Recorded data

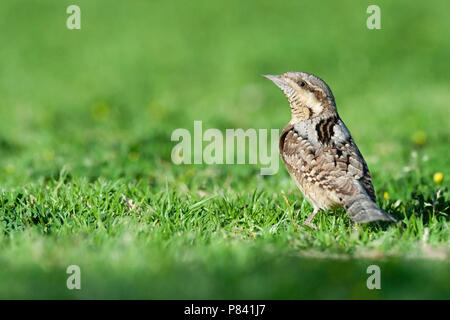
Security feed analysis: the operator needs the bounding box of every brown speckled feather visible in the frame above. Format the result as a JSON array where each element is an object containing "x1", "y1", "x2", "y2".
[
  {"x1": 266, "y1": 72, "x2": 395, "y2": 228},
  {"x1": 279, "y1": 124, "x2": 375, "y2": 209}
]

# Short task:
Retype the text of every item above word for word, leaving the pictures out.

# Task answer:
Security feed analysis: the operator needs the bounding box of every brown speckled feather visible in the frame above. Format the result as a JSON array where each element is an object containing "x1", "y1", "x2", "y2".
[
  {"x1": 266, "y1": 72, "x2": 395, "y2": 228},
  {"x1": 279, "y1": 124, "x2": 375, "y2": 209}
]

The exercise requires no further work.